### Set task
Carry on the article about living trusts, writing onward from its final sentence.

### Source text
----------------
Many clients create a living trust as a way to avoid the time and cost of probate. Every state has its own probate laws which establish the requirements for creating living trusts in order to ensure they are valid. If you are considering including a living trust in your estate plan, then you need to first understand how a living trust works. Here is some information from a living trust lawyer Sacramento residents can use.
What is a living trust?
A “living trust” is a special type of trust that goes into effect during your lifetime, as opposed to being created by your will after your death. As with other kinds of trusts, the property you transfer to the trust will be managed by a trustee, and then distributed to your beneficiaries as you instruct. One benefit of a living trust is that you can name yourself to serve as trustee while you are alive and competent, and then a successor trustee will takes over when you become incapacitated or die. Living trusts are valid in all fifty states regardless of where the trust was originally created.
Living trusts are not the same as a last will and testament
Although a wills and living trusts both allow for the distribution of assets, they do not operate in the same way. A will basically gives you a way for you to distribute your assets to your designated beneficiaries after you die. A living trust, on the other hand, holds your assets in a trust account for your benefit during your lifetime. Then, after your death the property is distributed to your named beneficiaries.
----------------
### Data supplied
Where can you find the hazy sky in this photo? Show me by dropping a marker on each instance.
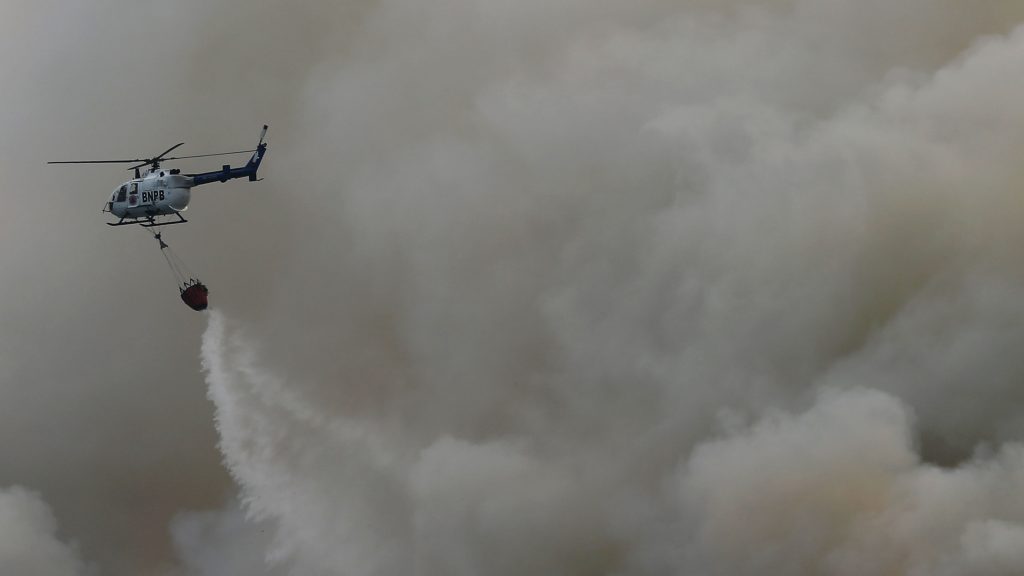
(529, 287)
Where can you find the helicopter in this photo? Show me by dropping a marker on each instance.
(145, 199)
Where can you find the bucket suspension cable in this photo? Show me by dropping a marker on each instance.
(182, 275)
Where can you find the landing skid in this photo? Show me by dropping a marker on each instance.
(147, 221)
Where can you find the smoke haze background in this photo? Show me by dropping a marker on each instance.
(585, 287)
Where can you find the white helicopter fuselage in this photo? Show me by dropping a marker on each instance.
(158, 193)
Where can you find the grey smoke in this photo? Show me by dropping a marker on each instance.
(528, 287)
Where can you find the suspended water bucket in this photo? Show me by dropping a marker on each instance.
(195, 293)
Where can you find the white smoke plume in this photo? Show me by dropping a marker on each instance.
(572, 287)
(29, 541)
(550, 271)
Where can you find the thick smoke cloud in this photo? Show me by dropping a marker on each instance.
(528, 287)
(553, 273)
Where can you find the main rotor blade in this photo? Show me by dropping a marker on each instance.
(161, 156)
(208, 155)
(95, 161)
----------------
### Final answer
Living trusts can help with probate avoidance
One primary advantage of creating a living trust is the ability to avoid the time and expense of a probate proceeding. With a valid will, your estate will need to go through probate in order for your assets to be distributed to your heirs. However, with a living trust, your estate does not have to go through probate. That means there can be faster distribution of to your heirs.
Living trusts can save money
A living trust will often cost more to draft than a will does. That is because a trust is a more intricate legal document. Also, funding or transferring the property to the trust requires additional steps. Although a will may cost less to draft, a living trust will save you more in the long run. A living trust can minimize estate taxes, as well as, save on the costs of probate.
Living trusts provide more privacy
If maintaining your privacy is important to you, then a living trust is a great choice. The terms of a will become public record as it goes through probate court. Living trusts are not made public, which means your estate can be distributed quite privately.
A durable power of attorney is not necessary for a living trust to function properly
Unlike a will, a living trust can be drafted so that a successor trustee can automatically take over managing the trust property if you become ill or incapacitated. With a will, though, you would also need a durable power of attorney to oversee your affairs. A living trust actually provides the same protection without the need for court intervention. Even with a living trust-based estate plan, a durable power is attorney is usually included to address ancillary issues not involving assets controlled by the trust.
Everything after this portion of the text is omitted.